FICHA DE TRABALHO SOBRE O FILME “O APEDREJAMENTO DE SORAYA M”
Estamos no ano de 1986, no poeirento e desolado vilarejo de
Kuhbpayeh, no coração do Irão onde o jornalista franco-iraniano Freidoune
Sahebjam (que na vida real é o autor do livro que deu origem ao filme),
para acidentalmente procurando encontrar alguém que conserte o seu carro.
Então, inesperadamente, é descoberto por Zahra, uma mulher que é
considerada louca pelos homens do vilarejo, por insistir que aquele lugar e os
seus habitantes escondem um segredo nefasto. Através de um bilhete, Zahra
combina um encontro secreto com o jornalista em sua casa. Aí começa a narrar os
acontecimentos pedindo que Freidoune registe tudo no seu gravador
para que o resto do mundo saiba o que se passou no dia anterior.

· · · · · · ·

● Conjunto de tarefas:
A. Transcreva da ficha sobre o filme o trecho que começa nas palavras "Então, inesperadamente, é" e termina em "no dia anterior.".
B. Traduza para inglês esta frase da ficha sobre o filme: "Então, inesperadamente, é descoberto por Zahra, uma mulher que é considerada louca pelos homens do vilarejo, por insistir que aquele lugar e os seus habitantes escondem um segredo nefasto."

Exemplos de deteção
· · · · · · ·

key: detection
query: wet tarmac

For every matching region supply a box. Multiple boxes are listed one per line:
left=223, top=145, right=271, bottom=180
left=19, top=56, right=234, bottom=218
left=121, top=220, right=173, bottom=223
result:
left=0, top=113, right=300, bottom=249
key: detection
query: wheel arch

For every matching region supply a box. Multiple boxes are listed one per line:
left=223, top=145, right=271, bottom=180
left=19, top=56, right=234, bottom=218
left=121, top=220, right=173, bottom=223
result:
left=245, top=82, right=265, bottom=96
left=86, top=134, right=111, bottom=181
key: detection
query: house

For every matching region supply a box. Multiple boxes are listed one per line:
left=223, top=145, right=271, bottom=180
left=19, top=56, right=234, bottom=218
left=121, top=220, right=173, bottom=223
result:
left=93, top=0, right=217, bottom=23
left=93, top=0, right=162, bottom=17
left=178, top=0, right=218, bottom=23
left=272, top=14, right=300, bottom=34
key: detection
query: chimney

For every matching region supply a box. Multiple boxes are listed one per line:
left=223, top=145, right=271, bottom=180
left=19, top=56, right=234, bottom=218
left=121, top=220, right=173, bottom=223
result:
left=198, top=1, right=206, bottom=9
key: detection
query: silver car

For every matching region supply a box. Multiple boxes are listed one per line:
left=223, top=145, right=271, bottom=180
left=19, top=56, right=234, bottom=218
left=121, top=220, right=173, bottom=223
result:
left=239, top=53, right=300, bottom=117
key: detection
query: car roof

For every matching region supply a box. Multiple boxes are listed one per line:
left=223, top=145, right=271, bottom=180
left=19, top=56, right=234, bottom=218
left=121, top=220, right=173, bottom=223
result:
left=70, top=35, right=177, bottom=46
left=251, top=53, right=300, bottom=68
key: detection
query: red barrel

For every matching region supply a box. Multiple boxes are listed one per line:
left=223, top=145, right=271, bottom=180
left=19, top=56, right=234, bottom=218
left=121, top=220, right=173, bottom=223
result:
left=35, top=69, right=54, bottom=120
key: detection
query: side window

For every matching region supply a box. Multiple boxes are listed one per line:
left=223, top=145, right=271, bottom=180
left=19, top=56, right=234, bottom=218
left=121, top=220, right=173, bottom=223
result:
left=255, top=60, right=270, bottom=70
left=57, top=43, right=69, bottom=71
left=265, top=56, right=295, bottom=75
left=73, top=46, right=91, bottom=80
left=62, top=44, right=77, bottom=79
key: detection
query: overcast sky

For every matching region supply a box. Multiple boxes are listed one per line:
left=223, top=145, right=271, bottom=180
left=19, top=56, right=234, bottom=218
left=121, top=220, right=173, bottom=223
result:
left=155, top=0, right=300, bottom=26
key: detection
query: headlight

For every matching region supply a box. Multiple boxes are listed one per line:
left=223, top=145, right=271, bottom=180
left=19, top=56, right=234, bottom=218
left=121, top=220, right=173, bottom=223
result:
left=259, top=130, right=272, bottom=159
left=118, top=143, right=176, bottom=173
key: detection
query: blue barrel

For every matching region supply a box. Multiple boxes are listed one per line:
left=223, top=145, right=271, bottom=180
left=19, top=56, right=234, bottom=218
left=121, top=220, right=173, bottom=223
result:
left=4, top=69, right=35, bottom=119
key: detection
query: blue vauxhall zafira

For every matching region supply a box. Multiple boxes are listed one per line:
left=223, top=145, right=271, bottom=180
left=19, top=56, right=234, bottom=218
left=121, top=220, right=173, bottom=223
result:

· · · · · · ·

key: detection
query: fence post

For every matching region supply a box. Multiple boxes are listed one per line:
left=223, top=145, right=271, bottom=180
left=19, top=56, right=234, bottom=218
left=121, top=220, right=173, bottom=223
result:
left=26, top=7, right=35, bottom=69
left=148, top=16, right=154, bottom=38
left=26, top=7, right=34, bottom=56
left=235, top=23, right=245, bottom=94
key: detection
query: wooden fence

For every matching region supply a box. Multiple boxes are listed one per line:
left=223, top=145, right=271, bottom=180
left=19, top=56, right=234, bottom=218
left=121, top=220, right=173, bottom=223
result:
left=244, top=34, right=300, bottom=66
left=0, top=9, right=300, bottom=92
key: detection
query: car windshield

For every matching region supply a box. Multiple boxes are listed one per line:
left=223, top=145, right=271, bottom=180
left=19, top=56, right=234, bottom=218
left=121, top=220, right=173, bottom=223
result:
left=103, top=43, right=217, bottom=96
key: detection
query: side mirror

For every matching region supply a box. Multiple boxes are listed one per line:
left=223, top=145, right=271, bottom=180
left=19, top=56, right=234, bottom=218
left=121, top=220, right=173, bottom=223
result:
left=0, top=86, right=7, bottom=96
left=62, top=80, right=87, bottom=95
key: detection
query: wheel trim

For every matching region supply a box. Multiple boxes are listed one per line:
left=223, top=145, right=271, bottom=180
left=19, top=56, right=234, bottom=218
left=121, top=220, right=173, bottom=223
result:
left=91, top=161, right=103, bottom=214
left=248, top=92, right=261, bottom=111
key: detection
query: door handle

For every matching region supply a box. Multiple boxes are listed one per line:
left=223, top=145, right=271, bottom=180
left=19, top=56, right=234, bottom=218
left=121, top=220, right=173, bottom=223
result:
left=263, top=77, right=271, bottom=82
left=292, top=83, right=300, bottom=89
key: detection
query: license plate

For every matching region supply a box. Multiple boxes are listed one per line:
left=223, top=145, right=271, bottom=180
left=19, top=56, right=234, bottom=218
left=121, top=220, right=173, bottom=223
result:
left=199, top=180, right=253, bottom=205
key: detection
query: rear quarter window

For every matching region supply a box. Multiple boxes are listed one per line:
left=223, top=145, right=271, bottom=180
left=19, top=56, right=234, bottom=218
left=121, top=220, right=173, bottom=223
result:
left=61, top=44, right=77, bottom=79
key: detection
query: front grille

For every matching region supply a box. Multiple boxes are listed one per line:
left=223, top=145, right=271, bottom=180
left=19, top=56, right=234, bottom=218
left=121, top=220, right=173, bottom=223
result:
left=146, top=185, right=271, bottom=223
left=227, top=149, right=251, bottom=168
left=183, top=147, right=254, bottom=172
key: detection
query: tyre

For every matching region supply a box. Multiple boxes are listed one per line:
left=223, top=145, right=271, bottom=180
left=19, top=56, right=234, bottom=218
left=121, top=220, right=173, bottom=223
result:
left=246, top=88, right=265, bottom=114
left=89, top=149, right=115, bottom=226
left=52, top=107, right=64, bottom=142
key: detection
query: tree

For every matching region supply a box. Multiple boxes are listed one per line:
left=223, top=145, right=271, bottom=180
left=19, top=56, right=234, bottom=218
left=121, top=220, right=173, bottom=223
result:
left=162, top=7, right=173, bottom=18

· · · · · · ·

● Tarefas resolvidas:
A.
Então, inesperadamente, é descoberto por Zahra, uma mulher que é
considerada louca pelos homens do vilarejo, por insistir que aquele lugar e os
seus habitantes escondem um segredo nefasto. Através de um bilhete, Zahra
combina um encontro secreto com o jornalista em sua casa. Aí começa a narrar os
acontecimentos pedindo que Freidoune registe tudo no seu gravador
para que o resto do mundo saiba o que se passou no dia anterior.

B. Then, unexpectedly, he is discovered by Zahra, a woman who is considered mad by the men of the village for insisting that the place and its inhabitants are hiding a sinister secret.